• _WHAT YOU NEED TO DO_
1. According to the allotment advice, what should you not forget to bring on hot days?
2. Reproduce the part of the allotment advice between "DON’T give up" and "be thirsty work.", inclusive.
3. Translate this sentence from the allotment advice into Spanish: "Try, try and try again, and only then give up!"

• _EXTRACT_
My allotment advice

There are lots of sites out there to tell you how to sow, plant and grow fruit and vegetables, but not so many that pass on the hard earned wisdom that has been acquired through years of trial and error. These are a few of my do’s and don’ts that I’ve learned along the way, I hope they may prove useful if you are starting out on an allotment adventure.

DON’T let it become a chore. There will always be times when it does feel a little that way – you’ve been away for a while, the weeds have taken over, why do I need to grow these onions anyway when I could just go a buy some and save myself the hassle? I’m sure we’ve all been there. But remember the reason why you’re doing it. Getting out in the fresh air, being at one with nature, de-stressing from a hectic family and/or technology overload, getting huge satisfaction from growing your own. Whatever your reasons might be for starting a plot, keep that in mind when/if it starts to overwhelm. If it constantly feels like nothing but a chore, then you really need to question why you are doing it.

DON’T give up too quickly on a crop that fails first time. There are so many crops that have been great for me one year and not the next and vice versa. Sometimes it’s the weather, sometimes it’s down to a particular pest or disease, but next year it could all be different. Try, try and try again, and only then give up!

DO take a flask of tea or coffee and a snack with you. You will always be there longer than you’ve anticipated, and you’ll always be very glad you did. Don’t forget water on hot days, it can be thirsty work.

DO be open to advice from fellow plot holders, and ask if you need it. We’re mostly a friendly bunch who are keen to support new plot holders, and our heads swell with pride if we’re able to pass on our knowledge.

• _RECORDED DATA_
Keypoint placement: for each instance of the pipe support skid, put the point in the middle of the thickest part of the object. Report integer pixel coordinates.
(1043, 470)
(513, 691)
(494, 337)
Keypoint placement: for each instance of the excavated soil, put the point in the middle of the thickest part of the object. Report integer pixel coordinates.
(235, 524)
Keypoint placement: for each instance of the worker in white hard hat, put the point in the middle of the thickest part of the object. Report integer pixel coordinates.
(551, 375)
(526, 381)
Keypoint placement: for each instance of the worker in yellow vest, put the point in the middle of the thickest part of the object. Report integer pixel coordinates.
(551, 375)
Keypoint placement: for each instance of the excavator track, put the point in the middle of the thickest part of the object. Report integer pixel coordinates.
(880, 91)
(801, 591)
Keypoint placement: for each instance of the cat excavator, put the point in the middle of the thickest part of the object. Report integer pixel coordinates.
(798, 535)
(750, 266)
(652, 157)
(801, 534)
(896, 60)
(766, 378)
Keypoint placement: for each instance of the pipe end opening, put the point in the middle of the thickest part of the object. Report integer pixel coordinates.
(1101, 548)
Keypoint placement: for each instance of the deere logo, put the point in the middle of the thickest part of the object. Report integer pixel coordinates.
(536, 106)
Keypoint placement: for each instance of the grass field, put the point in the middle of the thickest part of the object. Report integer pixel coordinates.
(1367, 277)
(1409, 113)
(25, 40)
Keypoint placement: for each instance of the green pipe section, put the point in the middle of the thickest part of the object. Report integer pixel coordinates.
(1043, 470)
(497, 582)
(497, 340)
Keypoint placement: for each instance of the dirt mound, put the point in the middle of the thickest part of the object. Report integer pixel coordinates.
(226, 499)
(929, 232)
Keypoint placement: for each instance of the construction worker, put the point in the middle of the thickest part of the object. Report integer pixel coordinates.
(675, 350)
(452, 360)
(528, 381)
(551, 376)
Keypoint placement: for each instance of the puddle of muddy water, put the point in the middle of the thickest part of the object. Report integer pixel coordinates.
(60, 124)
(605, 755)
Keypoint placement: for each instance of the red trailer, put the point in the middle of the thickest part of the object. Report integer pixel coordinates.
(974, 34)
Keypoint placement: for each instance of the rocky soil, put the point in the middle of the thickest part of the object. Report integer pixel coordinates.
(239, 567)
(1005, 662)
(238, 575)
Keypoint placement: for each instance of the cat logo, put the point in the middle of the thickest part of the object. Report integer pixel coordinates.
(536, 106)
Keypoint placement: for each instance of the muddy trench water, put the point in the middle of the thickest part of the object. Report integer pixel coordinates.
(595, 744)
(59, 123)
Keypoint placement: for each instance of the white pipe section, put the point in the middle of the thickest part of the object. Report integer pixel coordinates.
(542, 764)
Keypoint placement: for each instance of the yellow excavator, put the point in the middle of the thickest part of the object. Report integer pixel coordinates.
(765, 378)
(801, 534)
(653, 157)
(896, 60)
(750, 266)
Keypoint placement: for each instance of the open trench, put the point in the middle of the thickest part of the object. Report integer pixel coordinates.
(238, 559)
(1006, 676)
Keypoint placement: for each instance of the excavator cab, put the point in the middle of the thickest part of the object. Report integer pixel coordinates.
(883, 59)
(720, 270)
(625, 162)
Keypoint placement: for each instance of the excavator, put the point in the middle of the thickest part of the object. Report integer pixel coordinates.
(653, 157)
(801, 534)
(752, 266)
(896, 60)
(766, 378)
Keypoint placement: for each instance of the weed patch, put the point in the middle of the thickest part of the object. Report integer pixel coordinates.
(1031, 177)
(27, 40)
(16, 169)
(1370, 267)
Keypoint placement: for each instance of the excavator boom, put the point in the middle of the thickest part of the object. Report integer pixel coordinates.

• _COMPLETED EXERCISE_
1. Water.

2.
DON’T give up too quickly on a crop that fails first time. There are so many crops that have been great for me one year and not the next and vice versa. Sometimes it’s the weather, sometimes it’s down to a particular pest or disease, but next year it could all be different. Try, try and try again, and only then give up!

DO take a flask of tea or coffee and a snack with you. You will always be there longer than you’ve anticipated, and you’ll always be very glad you did. Don’t forget water on hot days, it can be thirsty work.

3. ¡Inténtalo, inténtalo y vuelve a intentarlo, y solo entonces ríndete!